• **Dataset listing of object locations**
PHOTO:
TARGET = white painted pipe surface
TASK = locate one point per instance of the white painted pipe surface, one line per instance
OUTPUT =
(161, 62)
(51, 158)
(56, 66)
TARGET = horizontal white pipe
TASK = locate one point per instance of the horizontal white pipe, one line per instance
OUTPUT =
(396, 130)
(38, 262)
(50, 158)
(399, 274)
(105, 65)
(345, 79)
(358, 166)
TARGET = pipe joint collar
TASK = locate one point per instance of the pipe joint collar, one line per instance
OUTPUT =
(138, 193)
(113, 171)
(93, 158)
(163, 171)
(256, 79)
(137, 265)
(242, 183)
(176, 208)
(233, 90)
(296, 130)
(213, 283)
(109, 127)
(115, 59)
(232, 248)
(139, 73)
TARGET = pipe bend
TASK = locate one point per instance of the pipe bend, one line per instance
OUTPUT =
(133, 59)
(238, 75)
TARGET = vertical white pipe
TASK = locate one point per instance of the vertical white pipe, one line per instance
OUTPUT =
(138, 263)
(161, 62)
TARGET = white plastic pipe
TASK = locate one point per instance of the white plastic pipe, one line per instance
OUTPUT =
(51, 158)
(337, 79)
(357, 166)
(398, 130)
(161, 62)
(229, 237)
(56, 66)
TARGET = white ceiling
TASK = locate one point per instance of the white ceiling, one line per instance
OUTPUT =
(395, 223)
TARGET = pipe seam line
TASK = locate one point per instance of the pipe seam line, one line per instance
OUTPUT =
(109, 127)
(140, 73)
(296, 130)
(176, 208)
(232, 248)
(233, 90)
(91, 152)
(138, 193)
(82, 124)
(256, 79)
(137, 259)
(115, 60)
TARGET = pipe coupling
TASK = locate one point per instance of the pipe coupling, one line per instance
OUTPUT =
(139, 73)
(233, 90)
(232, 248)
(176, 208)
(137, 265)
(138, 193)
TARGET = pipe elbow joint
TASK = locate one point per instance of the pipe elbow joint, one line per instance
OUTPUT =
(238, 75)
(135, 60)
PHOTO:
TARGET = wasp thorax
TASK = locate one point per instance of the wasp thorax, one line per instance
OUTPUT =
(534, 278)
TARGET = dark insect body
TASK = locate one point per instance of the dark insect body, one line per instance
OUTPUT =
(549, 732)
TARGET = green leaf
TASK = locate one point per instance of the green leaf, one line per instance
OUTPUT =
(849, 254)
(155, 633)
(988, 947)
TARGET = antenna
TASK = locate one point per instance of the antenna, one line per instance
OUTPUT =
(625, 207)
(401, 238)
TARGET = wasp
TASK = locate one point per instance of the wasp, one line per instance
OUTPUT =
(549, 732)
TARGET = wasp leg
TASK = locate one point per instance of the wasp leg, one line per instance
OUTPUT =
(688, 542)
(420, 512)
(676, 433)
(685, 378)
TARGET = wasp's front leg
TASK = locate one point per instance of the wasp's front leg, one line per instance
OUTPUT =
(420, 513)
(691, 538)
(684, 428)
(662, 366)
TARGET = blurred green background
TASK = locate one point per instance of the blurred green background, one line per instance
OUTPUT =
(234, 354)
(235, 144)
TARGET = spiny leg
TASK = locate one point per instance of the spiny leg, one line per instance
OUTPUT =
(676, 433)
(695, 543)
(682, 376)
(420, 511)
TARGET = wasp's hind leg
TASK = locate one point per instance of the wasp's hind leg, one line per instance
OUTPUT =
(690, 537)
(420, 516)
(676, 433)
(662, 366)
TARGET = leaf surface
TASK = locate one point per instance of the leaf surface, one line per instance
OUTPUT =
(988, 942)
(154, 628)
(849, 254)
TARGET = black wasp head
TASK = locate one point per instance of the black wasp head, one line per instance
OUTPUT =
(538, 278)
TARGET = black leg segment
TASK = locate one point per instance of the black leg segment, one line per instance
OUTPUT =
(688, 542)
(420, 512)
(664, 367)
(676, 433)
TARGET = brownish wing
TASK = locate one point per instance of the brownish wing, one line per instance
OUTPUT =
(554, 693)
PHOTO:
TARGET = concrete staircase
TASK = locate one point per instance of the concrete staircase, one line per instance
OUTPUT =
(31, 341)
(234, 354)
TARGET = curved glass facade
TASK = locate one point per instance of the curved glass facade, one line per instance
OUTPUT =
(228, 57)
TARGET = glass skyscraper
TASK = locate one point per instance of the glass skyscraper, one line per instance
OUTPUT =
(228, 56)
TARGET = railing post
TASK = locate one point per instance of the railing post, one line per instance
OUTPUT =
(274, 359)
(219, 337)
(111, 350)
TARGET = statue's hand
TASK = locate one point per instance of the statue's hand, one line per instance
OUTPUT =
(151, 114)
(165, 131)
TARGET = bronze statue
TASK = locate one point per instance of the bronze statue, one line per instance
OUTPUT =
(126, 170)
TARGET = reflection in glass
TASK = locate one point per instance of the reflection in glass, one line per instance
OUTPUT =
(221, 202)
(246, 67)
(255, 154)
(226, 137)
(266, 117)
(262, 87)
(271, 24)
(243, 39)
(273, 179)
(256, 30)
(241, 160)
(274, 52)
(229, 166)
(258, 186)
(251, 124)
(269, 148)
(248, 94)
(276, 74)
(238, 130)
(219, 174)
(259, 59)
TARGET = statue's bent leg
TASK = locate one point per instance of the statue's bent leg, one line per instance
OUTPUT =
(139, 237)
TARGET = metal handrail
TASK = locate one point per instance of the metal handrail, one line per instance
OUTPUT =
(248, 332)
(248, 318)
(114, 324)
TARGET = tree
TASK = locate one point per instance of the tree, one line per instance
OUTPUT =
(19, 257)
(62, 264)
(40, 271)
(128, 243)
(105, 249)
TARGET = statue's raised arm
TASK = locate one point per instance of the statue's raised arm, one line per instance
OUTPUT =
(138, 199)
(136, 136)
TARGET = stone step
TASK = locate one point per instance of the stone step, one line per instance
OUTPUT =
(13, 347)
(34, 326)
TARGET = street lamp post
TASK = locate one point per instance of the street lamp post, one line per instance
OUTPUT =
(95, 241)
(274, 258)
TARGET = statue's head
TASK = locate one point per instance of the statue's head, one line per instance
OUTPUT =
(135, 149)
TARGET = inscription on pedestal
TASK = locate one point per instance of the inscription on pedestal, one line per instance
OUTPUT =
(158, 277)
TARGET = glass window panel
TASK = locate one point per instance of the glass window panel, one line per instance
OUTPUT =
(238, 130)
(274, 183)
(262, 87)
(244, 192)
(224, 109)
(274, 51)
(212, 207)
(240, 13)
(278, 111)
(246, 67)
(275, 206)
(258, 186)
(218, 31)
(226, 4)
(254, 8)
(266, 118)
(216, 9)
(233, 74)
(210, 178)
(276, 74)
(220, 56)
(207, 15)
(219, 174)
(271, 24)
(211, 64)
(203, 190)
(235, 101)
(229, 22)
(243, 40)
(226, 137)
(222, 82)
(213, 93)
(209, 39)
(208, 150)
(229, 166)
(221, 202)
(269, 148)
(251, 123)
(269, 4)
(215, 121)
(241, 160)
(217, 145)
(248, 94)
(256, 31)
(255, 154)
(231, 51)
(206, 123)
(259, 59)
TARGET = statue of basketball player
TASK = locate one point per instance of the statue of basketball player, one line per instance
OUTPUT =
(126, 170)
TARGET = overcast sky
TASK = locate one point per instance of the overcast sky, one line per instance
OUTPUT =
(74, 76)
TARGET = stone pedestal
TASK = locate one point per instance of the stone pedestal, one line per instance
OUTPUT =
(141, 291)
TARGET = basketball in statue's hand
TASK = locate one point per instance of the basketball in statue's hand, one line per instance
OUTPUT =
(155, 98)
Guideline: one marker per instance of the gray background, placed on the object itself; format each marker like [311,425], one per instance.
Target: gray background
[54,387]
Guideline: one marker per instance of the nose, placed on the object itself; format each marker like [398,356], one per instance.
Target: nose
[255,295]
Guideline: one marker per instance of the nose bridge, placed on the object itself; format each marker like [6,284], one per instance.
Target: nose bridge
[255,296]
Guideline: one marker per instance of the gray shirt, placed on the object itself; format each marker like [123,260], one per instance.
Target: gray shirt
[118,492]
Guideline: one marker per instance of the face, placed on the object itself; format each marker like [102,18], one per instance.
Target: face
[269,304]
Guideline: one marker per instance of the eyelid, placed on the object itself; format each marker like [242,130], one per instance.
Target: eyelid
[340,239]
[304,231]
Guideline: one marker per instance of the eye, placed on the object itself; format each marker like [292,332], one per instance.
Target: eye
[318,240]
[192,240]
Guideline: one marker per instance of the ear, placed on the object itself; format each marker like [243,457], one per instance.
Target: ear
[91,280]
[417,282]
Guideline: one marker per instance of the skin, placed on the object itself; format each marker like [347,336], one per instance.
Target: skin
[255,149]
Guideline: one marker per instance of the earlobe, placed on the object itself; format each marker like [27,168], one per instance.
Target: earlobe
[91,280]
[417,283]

• **DESCRIPTION OF THE TASK**
Copy out the lines from the one holding "Guideline: one marker per instance of the ear, placed" through the end of the listing, both included, replacing "marker" with "point" and changing nothing else.

• **RESULT FOR THIS TASK**
Guideline: one point per instance of the ear, placed on the object itself; format each point like [243,457], one per instance.
Target: ear
[91,280]
[417,282]
Guideline: one point per instance of the skin, placed on the object itself; format each point like [347,336], one per instance.
Target: skin
[255,149]
Guideline: one point per instance of the earlobe, placed on the object itself; format each point like [27,168], one per instance.
Target: earlobe
[91,280]
[417,283]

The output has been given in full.